- Excerpt provided
I'm not sure if it is technically correct to call this a "horse and buggy" but hopefully someone will fill us in on the correct nomenclature. I just know it is a beautiful image of a bygone era.
A different sort of puzzle for you today: this glass negative was broken in two pieces. I've stitched it up in Photoshop. Can you find the crack?
Category: [Downtown Hood River]
Maybe one crack way down in the bottom right hand corner about 1 and 1/2 inches up from the side?
I personally would put this in the catagory as horse and buggy. Looking at the horse, which is magnificent, I think that it was a dual purpose stead, to pull the buggy and possibly a riding horse. Seat in the buggy would definitely be leather.
Charlott on 6th February 2012 @ 7:08am
I was thinking the 2 lines in the upper right that look like power lines, noticed the windmill between the 2 pine trees. It is really a fine looking horse & buggy, any idea of location?
Jim Gray on 6th February 2012 @ 7:40am
"Crack the whip" Yoda says!
Allen on 6th February 2012 @ 7:51am
I have looked closely at that buggy and I think it is the same one that we have in the museum. Here is the scoop….
The earliest history known of this buggy was that it was found in a barn when Toy Hotchkiss bought a 500 acres farm along the Little Spokane River, north of Spokane, Washington. About 1957 this buggy was given to George D. Heisley, Jr., who was the chief executive of Hood River Distillers, Inc. The buggy was first stored on the Heisly ranch and then later stored in the buildings of Hood River Distillers in Hood River.
When Marie Bartmess Marshall passed away in 1986, George Heisley gave the buggy to Marie's son Ned to have it restored and donated to the Hood River County Historical Museum in her memory.
In February 1988, the buggy was delivered to Merrill (Mel) Farrington in Mulino, Oregon for the restoration. Mr. Farrington does restoration for the Oregon Historical Society, so when he was finally able to complete the restoration (including the canopy, upholstery and original red pin-striping) it was February, 1991, at which time it was delivered to the museum.
Marie Louise Bartmess Marshall was born in Hood River on November 5, 1897 and lived here for her entire 89 years. She was very active on the museum board. More of the Bartmess family history can be found in the museum.
This buggy has attached to it (upside down to conserve space) a single tree which has been restored. A double tree (for two horses) is available but was not restored. Contact Hood River Distillers for more information about it.
This buggy has been restored for "static display only." As of 1991 the axles and hubs are sound. A trained horse and driver could probably safely pull the buggy in a parade, but Mr. Farrington will accept no responsibility.

- Written exercise
Please write out the passage of the horse and buggy post running from "This buggy has been" up to and including "accept no responsibility.".

[Box annotations for photos]

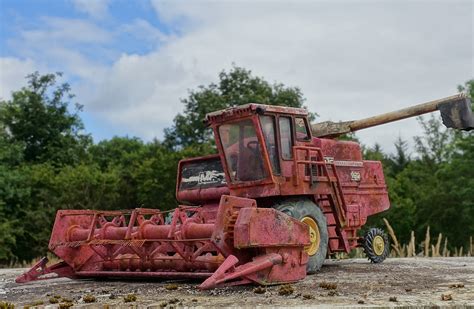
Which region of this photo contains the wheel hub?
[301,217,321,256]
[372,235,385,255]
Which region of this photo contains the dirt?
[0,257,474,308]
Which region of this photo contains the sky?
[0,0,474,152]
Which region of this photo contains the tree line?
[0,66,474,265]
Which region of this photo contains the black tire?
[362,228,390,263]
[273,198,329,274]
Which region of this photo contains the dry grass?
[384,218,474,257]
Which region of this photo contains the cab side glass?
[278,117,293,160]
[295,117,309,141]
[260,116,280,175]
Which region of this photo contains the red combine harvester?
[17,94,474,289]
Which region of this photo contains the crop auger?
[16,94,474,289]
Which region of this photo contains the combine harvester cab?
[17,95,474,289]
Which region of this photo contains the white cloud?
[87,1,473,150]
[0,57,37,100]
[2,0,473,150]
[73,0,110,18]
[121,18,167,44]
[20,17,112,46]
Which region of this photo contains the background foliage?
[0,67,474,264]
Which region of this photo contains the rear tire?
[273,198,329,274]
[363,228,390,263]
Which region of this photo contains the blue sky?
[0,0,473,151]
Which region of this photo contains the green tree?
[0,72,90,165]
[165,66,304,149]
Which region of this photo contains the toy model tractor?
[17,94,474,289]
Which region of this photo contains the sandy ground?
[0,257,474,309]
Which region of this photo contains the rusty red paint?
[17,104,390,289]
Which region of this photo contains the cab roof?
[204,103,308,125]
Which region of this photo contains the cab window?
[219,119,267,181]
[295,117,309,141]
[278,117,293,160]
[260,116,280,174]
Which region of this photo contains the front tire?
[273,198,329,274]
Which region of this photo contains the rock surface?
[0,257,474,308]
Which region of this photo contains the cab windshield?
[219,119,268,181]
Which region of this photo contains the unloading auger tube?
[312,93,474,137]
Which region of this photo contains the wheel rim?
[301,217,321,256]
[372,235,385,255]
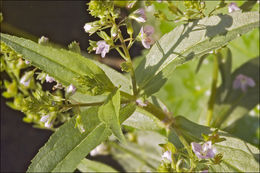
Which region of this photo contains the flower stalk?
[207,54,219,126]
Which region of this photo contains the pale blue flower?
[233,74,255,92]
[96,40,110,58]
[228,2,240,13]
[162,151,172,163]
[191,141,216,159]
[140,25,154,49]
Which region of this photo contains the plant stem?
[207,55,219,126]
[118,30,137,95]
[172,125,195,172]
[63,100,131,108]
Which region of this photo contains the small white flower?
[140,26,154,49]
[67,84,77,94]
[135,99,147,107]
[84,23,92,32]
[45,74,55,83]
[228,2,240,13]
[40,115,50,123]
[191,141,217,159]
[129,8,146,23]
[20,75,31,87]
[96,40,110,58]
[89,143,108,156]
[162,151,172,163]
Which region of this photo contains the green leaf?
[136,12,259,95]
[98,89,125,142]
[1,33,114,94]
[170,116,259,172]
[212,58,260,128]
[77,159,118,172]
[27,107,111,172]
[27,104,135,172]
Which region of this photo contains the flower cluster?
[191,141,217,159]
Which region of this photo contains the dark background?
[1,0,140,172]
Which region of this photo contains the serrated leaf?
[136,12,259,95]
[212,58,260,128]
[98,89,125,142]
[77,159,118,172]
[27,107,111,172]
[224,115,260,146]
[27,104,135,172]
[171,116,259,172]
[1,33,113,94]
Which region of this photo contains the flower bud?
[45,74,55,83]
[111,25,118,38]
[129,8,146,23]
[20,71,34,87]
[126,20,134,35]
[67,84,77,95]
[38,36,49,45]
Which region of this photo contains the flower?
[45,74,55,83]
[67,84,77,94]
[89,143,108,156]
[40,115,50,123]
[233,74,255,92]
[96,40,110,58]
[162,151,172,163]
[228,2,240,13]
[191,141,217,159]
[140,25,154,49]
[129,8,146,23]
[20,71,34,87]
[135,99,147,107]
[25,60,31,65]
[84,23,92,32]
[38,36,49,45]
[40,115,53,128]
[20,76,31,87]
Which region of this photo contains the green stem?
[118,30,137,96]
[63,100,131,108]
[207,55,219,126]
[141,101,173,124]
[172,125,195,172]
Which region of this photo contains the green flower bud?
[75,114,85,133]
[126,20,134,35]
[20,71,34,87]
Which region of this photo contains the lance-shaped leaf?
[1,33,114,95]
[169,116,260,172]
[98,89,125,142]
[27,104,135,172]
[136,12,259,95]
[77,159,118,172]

- Correct answer
This buggy has been restored for "static display only." As of 1991 the axles and hubs are sound. A trained horse and driver could probably safely pull the buggy in a parade, but Mr. Farrington will accept no responsibility.